## Required action
The records that follow must be repeated exactly as they stand.
+ + + + + + +
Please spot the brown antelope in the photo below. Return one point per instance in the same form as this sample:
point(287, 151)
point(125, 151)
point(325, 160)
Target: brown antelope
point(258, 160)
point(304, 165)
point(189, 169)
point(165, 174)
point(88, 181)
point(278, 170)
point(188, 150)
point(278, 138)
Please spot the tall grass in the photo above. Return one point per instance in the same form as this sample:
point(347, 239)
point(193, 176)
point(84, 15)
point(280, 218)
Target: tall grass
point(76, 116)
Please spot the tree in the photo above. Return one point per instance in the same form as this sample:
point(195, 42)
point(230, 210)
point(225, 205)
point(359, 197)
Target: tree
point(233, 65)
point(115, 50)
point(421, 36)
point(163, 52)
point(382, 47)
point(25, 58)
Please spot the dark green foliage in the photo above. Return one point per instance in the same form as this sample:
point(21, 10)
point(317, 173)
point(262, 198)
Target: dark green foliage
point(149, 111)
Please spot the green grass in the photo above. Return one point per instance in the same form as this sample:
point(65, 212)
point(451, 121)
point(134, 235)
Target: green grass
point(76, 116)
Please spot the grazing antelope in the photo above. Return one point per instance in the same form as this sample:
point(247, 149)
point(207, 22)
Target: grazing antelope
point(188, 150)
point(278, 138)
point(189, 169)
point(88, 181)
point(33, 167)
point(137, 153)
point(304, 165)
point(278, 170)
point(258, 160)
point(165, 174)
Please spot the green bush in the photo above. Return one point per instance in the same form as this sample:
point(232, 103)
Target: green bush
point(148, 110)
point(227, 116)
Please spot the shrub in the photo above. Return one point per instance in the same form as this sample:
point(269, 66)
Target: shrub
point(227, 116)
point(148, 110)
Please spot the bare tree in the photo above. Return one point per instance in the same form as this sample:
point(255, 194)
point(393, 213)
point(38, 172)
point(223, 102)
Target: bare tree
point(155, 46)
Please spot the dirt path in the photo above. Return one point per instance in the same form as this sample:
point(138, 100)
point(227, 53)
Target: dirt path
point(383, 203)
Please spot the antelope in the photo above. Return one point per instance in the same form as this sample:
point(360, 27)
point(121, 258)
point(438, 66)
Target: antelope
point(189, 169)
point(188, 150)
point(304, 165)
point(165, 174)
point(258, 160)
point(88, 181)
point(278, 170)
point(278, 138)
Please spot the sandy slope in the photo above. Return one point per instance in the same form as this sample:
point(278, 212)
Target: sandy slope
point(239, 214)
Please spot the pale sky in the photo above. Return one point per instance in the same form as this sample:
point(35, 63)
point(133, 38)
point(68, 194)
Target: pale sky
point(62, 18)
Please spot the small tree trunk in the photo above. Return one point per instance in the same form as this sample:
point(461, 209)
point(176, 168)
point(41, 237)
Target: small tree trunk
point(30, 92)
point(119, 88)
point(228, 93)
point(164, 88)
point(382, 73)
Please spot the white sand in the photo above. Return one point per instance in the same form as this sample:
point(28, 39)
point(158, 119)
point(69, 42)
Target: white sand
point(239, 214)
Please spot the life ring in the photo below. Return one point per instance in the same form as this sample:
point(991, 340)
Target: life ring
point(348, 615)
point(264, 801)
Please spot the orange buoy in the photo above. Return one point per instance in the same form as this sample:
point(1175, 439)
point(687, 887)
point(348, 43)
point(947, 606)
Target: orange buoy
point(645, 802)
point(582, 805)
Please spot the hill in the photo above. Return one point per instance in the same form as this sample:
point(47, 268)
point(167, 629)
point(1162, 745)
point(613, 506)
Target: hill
+ + + + + + +
## Result
Please spot the brown antelope in the photo below. Return one point per instance in the same form as this sample:
point(287, 151)
point(125, 151)
point(325, 160)
Target: brown antelope
point(258, 160)
point(304, 165)
point(189, 169)
point(165, 174)
point(88, 181)
point(278, 170)
point(188, 150)
point(278, 138)
Please spot the tall grass in the photo above. Return one point per instance in the same form as this sample:
point(347, 239)
point(193, 176)
point(84, 15)
point(280, 218)
Target: tall grass
point(76, 116)
Please spot the tree in the photo above. Return one point per instance in the same form as this sample:
point(195, 42)
point(230, 210)
point(225, 205)
point(359, 197)
Target: tree
point(233, 65)
point(115, 50)
point(421, 36)
point(163, 52)
point(382, 47)
point(25, 58)
Please spot the dark green foliage in the photo above. Return one point per instance in the same form as this sample:
point(21, 10)
point(317, 173)
point(262, 198)
Target: dark green foliage
point(149, 111)
Please spot the green grass in the photo above. Return one point per instance in the same form as this sample:
point(65, 212)
point(451, 121)
point(134, 235)
Target: green grass
point(76, 116)
Please spot the grazing antelope in the photo above. Return one point per instance in the same form as this sample:
point(247, 149)
point(207, 22)
Target: grazing antelope
point(188, 150)
point(278, 138)
point(189, 169)
point(88, 181)
point(33, 167)
point(137, 153)
point(304, 165)
point(278, 170)
point(258, 160)
point(165, 174)
Please spot the green bush in the photo above. Return one point per instance in the same form as this sample:
point(232, 103)
Target: green bush
point(148, 110)
point(227, 116)
Please spot the shrub in the photo above. Return one point per instance in the same form as this sample:
point(269, 66)
Target: shrub
point(227, 116)
point(148, 110)
Please spot the bare tree in the photo above. Return one point per instance in the same form as this sample:
point(255, 194)
point(393, 213)
point(38, 172)
point(223, 102)
Target: bare tree
point(155, 46)
Please spot the dirt path in the photo above. Return one point per instance in the same form as this sample:
point(138, 100)
point(227, 53)
Target: dirt path
point(383, 203)
Please spot the antelope in the photo above. Return one point per instance in the same form as this sample:
point(360, 27)
point(121, 258)
point(438, 66)
Target: antelope
point(189, 169)
point(188, 150)
point(304, 165)
point(165, 174)
point(258, 160)
point(88, 181)
point(278, 170)
point(278, 138)
Please spot the sandy slope in the photo above. Return one point per instance in the same form as this sample:
point(278, 212)
Target: sandy slope
point(239, 214)
Please spot the pale sky in the photo above. Return one point per instance in the same form as this sample:
point(35, 63)
point(133, 38)
point(68, 194)
Target: pale sky
point(62, 18)
Please spot the small tree trunk in the photo above. Return one point per instance in the same form as this sample:
point(461, 209)
point(176, 168)
point(41, 237)
Target: small tree trunk
point(30, 92)
point(119, 88)
point(228, 93)
point(164, 88)
point(382, 73)
Please spot the white sand in the photo above. Return one point per instance in the same form as this sample:
point(28, 39)
point(158, 119)
point(69, 42)
Target: white sand
point(239, 214)
Please spot the life ring in the photo below. Return one point per instance in the same form as this sample:
point(991, 340)
Target: life ring
point(348, 615)
point(264, 801)
Please spot the orange buoy in the photo above. Return one point per instance in the same form as this sample:
point(1175, 439)
point(687, 887)
point(348, 43)
point(947, 606)
Target: orange buoy
point(645, 802)
point(582, 805)
Please spot the hill in the photo above. Return one point per instance in the same form as this sample:
point(47, 268)
point(167, 629)
point(1162, 745)
point(613, 506)
Target: hill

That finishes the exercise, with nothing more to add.